* _Extract to read_
Water main failures are very expensive for municipalities because they typically result in expenses associated
with repair costs, flood damage, and loss of revenue to affected businesses. Water main failures also interrupt
the operation of vital services, such as medical care and fire-fighting operations. Currently, millions of dollars are spent annually by the water utility industry and by municipalities on the repair of failed components of the water distribution infrastucture, such as components that are made from gray cast iron or "gay iron" pip and ductile cast iron of "ductile iron" pipe. The rate of municipal water main failures is expected to increase as the existing cast iron infrastructure continues to age. The cost of repairing damages caused by broken water mains (and subsequent flooding damage) may become an important item in many municipal budgets. It is important to develop a corrosion program to prevent catastrophic failures of water mains. This paper presents a plan
consisting of several phases including preassessment, indirect assessment, direct assessment, and integrity
assessment of failed water mains. We will elaborate on the failure mechanisms, failure analysis protocols, and
corrosion mitigation strategies for water mains that experience breaks. Water main breaks are mainly due to
corrosive soil, pipe material, galvanic action, stray current corrosion, or microbiological induced corrosion (MIC). This paper provides an overview of corrosion issues commonly experienced by water main pipes, presents specific case histories involving graphitic corrosion, galvanic corrosion, stray current corrosion, and MIC. In this paper, we will introduce a graphitization sensor for condition assessment of water mains. This sensor can identify the location and extent of graphitization on water main.

* _Information shown_
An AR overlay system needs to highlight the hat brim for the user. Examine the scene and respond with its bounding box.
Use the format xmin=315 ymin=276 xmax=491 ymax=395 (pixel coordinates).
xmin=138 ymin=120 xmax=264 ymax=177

* _Problem statement_
In the text on water main corrosion, what phases make up the plan the paper presents?

* _Solution for this problem_
Preassessment, indirect assessment, direct assessment, and integrity assessment of failed water mains.